■ **WRITTEN PROBLEM**:
Put every line of the records below into a numbered list, skipping blank lines. Leave the pictures out of your answer.
---+---
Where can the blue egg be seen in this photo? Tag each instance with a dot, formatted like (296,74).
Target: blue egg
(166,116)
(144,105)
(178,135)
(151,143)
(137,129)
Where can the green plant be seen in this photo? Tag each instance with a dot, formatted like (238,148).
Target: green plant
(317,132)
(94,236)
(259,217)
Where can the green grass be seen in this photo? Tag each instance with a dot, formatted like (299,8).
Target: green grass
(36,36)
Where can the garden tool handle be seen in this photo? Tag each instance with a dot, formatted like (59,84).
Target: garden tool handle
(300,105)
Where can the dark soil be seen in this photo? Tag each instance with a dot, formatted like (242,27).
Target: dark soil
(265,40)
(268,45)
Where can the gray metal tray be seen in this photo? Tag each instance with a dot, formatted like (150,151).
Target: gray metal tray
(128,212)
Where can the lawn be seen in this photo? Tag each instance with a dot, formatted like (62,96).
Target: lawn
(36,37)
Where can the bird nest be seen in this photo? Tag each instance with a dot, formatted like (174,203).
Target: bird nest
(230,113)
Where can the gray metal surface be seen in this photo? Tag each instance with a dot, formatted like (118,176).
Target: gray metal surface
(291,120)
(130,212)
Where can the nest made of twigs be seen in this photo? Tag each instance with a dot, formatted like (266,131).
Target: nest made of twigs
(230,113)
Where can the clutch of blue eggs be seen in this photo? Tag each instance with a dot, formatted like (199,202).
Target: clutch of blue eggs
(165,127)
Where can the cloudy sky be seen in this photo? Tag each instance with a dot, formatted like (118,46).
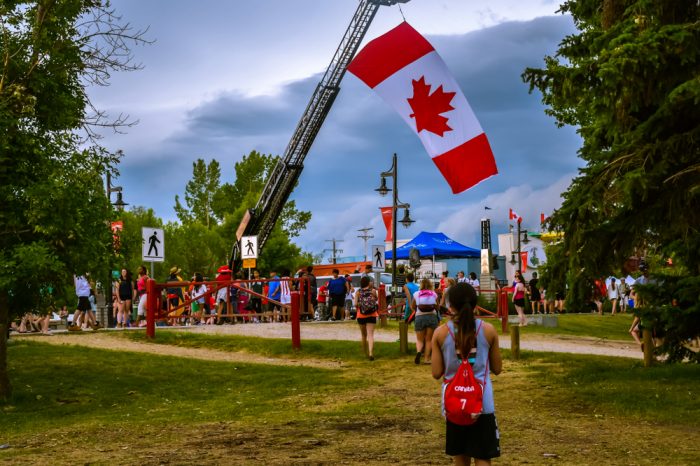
---+---
■ **RESPONSE FOR THIS EXERCISE**:
1. Where can the blue egg be seen in this photo? Tag each instance with a dot, formatted like (296,74).
2. Target: blue egg
3. (166,116)
4. (144,105)
5. (178,135)
6. (151,143)
7. (137,129)
8. Where can the green plant be seen in this photo? Tag each instance with a dot, formatted like (238,148).
9. Target: green plant
10. (317,132)
11. (94,236)
12. (259,217)
13. Where can the green grass be seen in this photo? Tag each instance with a dot, formatted like (299,8).
14. Target: green grass
15. (36,36)
16. Where can the garden tool handle be seen in this photo? Tag each instance with a dot, formatted like (59,84).
17. Target: garden tool handle
18. (300,105)
19. Where can the dark soil be seen in this photo? Tag each instance with a dot, formatted like (242,27).
20. Target: dark soil
21. (265,40)
22. (268,45)
23. Where can the gray metal tray be seen in this photo? Tag each instance with a dot, formatted like (150,151).
24. Target: gray metal tray
25. (128,212)
26. Where can the lawn be seen in this photo? Tag each instance with a dot, formatted like (62,96).
27. Target: lawn
28. (36,37)
29. Where can the bird nest be seen in this photo? Tag each instance with a dot, formatted like (174,203).
30. Target: bird nest
31. (230,113)
32. Where can the gray metal surface be seen in this photo? Tag each instance with a dot, formatted like (118,176).
33. Target: gray metal surface
34. (291,120)
35. (130,212)
36. Where can the nest made of twigs be seen in this photo? Tag each instance with a dot, formatted like (266,131).
37. Target: nest made of twigs
38. (230,113)
39. Where can the clutch of blue eggs be seen in this photo? Tag each instance with a dot, formatted like (199,202).
40. Target: clutch of blue eggs
41. (165,127)
42. Where can the cloudy sky be seen in this photo? Tag each instance with a dot, formatted like (118,46).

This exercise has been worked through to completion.